Metin bölümü:
Çalışanlar bu esnek çalışmadan yararlanırken özlük hakları aynen korunduğu
gibi kuruma gitmedikleri günlerde de idari izinli sayılmaktadırlar.
Kamu kurum ve kuruluşları esnek çalışmaya geçerken Genelgenin onlardan
istediği tek şey, kamu hizmetlerinin aksatılmamasıdır.
Özel sektöre de önerilen bu esnek çalışmayı kaç özel sektör dikkate alıyor?

Kayıt alıntıları:
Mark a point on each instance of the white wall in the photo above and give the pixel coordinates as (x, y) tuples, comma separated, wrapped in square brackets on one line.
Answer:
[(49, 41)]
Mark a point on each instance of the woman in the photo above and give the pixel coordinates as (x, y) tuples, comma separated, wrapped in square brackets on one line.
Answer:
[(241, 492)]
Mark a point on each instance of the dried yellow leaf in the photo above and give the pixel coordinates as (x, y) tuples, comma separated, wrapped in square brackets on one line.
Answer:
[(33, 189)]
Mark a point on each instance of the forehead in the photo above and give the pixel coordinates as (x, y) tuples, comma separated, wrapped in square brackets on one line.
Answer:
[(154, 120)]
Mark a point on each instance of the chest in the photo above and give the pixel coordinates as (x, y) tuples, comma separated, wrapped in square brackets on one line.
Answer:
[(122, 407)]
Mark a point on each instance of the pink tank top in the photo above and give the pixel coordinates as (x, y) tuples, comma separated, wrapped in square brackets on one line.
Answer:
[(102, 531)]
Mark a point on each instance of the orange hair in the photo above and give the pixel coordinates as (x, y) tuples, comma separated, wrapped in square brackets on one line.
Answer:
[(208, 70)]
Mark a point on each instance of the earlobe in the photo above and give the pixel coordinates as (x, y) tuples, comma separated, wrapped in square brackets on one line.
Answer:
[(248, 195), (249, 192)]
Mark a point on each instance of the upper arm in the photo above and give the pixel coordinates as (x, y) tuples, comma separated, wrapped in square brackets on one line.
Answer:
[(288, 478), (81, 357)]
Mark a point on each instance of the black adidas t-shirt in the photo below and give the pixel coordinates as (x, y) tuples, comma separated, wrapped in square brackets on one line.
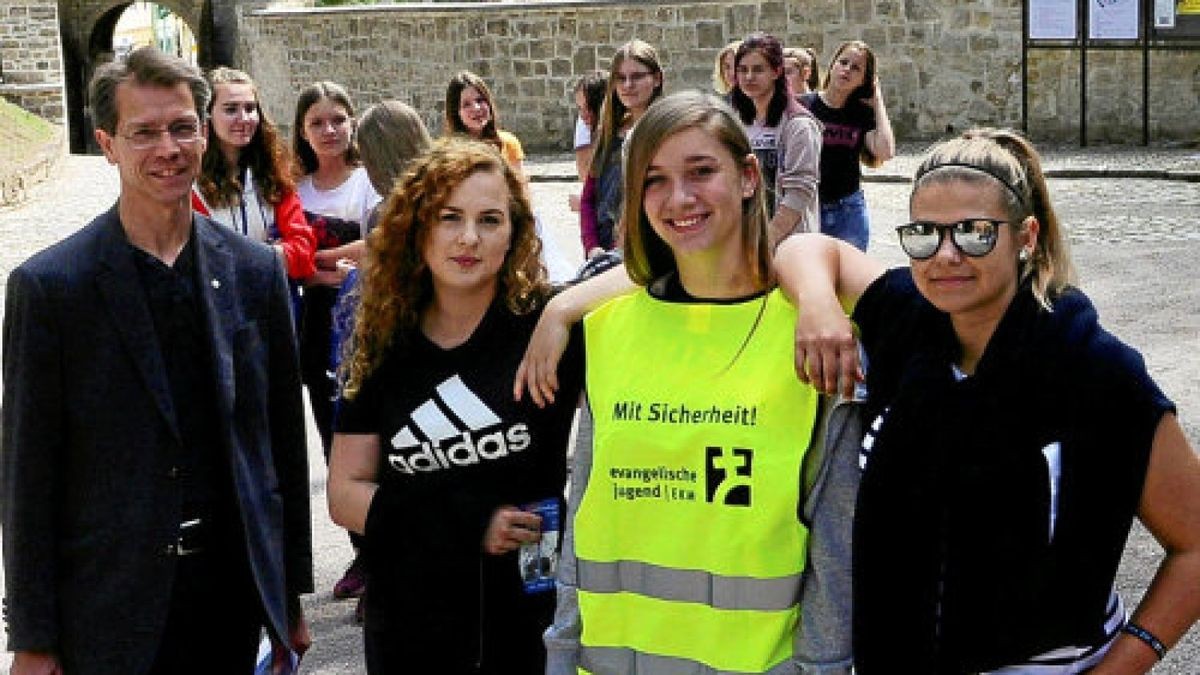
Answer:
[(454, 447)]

---

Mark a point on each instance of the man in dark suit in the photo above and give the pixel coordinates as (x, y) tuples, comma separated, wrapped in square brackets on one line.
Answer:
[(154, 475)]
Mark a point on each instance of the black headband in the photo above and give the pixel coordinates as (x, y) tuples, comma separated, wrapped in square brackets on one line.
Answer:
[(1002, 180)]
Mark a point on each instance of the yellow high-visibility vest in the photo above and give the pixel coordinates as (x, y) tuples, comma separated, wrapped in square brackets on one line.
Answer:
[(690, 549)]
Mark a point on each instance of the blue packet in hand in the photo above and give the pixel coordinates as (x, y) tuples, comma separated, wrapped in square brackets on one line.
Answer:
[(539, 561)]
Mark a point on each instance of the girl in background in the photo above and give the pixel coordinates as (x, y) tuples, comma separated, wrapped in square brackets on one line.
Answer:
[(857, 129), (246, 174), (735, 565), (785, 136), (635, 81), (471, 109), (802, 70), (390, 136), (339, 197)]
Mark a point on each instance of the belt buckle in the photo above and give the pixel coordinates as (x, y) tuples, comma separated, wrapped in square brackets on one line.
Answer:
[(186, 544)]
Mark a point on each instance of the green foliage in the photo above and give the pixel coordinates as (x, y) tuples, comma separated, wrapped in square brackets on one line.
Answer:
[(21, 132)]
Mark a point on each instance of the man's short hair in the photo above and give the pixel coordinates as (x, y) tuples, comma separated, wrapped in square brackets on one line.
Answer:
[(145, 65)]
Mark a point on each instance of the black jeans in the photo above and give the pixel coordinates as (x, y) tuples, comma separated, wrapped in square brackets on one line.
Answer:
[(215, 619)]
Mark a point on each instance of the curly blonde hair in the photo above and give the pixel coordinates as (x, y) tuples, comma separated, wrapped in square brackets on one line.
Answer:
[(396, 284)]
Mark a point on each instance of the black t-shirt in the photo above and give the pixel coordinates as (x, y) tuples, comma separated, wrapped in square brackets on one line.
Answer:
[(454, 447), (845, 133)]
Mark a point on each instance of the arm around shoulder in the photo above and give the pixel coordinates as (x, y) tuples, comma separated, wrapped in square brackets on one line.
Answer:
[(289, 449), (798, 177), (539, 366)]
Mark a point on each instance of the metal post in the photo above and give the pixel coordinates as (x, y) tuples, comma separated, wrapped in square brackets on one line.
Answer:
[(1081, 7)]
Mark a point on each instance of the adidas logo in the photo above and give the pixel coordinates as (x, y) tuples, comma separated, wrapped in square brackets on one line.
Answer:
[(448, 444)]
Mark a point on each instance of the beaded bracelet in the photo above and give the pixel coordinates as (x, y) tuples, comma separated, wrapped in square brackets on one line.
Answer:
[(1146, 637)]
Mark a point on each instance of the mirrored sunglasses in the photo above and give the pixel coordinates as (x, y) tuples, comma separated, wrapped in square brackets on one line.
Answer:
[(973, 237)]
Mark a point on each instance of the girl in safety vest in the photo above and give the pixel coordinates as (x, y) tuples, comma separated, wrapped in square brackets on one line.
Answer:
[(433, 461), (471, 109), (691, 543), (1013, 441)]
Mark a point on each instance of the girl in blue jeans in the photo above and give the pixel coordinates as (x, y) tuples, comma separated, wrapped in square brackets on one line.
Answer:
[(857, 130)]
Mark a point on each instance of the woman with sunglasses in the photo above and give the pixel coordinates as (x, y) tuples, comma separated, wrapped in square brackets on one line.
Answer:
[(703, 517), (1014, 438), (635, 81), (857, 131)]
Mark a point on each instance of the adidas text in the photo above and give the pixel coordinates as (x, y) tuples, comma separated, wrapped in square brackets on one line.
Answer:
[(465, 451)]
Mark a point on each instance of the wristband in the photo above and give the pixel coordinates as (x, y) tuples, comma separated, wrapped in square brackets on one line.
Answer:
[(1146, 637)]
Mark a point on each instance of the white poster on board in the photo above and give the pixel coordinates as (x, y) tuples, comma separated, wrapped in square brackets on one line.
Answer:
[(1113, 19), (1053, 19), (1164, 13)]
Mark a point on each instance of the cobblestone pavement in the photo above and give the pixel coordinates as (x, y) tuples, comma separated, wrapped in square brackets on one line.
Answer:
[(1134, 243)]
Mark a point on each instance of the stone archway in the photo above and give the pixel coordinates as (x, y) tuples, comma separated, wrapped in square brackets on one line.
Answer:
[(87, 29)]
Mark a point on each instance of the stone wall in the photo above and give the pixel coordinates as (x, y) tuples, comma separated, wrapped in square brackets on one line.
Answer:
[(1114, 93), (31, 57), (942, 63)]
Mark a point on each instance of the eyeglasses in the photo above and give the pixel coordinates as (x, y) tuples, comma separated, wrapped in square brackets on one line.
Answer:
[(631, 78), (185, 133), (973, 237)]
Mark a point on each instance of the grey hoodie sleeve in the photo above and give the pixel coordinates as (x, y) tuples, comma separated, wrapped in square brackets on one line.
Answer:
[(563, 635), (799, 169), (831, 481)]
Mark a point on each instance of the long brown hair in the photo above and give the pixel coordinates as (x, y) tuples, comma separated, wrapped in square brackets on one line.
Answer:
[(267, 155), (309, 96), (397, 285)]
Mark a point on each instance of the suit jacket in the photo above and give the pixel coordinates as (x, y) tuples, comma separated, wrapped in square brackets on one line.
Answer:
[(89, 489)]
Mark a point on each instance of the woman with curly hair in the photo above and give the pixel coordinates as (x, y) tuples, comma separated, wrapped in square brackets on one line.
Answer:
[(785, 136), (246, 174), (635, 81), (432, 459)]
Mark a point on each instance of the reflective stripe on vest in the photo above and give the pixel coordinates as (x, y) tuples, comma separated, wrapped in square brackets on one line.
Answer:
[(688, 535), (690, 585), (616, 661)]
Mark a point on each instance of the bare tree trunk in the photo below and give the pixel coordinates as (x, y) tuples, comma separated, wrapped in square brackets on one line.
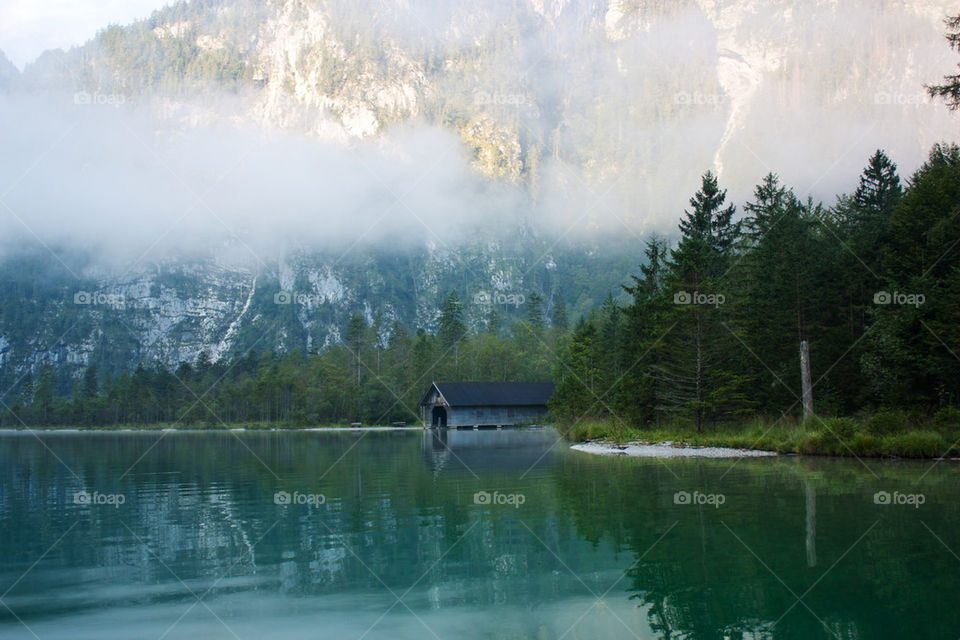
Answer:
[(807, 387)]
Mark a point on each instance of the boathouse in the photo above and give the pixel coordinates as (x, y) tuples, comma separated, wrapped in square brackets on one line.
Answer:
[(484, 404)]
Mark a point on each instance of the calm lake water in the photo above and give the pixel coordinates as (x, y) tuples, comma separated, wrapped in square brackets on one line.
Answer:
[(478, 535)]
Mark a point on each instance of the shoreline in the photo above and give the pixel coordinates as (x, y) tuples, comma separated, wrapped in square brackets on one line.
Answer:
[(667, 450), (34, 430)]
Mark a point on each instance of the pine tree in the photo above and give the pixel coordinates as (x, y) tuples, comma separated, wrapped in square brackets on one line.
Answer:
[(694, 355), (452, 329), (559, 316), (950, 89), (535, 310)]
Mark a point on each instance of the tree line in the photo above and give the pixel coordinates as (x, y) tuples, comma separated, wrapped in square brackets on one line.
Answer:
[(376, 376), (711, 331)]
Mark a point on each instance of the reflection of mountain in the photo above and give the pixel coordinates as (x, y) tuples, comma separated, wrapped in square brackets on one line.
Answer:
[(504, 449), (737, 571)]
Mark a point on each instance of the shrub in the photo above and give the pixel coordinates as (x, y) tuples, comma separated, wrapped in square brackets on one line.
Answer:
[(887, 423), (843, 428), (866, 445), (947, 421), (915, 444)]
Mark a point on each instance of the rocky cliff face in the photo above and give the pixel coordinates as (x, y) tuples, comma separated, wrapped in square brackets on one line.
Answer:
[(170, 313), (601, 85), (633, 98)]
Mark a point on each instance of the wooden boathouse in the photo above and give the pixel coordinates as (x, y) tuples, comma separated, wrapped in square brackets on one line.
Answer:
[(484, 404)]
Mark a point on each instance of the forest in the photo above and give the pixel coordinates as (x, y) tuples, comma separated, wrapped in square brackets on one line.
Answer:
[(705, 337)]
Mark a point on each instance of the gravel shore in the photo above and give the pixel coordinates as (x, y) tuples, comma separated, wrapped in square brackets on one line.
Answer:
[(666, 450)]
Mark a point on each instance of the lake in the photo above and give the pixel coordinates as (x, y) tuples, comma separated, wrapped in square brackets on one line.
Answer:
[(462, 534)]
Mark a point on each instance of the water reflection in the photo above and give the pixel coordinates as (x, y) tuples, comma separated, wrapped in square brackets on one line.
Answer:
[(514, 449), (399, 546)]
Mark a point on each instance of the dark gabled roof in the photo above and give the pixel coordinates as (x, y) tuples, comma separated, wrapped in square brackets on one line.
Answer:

Verilen görev: Kamuda esnek çalışmayı anlatan metni, son cümlesinden sonrasını yazarak sürdürün.

Görev çıktısı:
Araştırmaya değer. Ki kamuda sekiz kişinin yaptığı işi bir kişiye yaptıran özel
sektörün tavsiye edilen bu çalışma şekline geçmesi mümkün değildir. Kamu ve
özel sektörde çalışma hem ücret hem mesai hem de iş garantisi yönüyle
değerlendirildiğinde “Sırtını devlete dayayacaksın” sözünün gerçekliği bir kez
daha ortaya çıkmaktadır. Bu, hemen hemen her siyasi partinin personel rejimi
adı altında özel sektör ile kamu sektörü arasındaki uçurumu giderme sözlerinin
havada kaldığına bir örnektir. Neyse kamu-özel sektör konusu ayrı bir yazı
konusudur. Biz gelelim yeniden kamudaki esnek çalışmaya.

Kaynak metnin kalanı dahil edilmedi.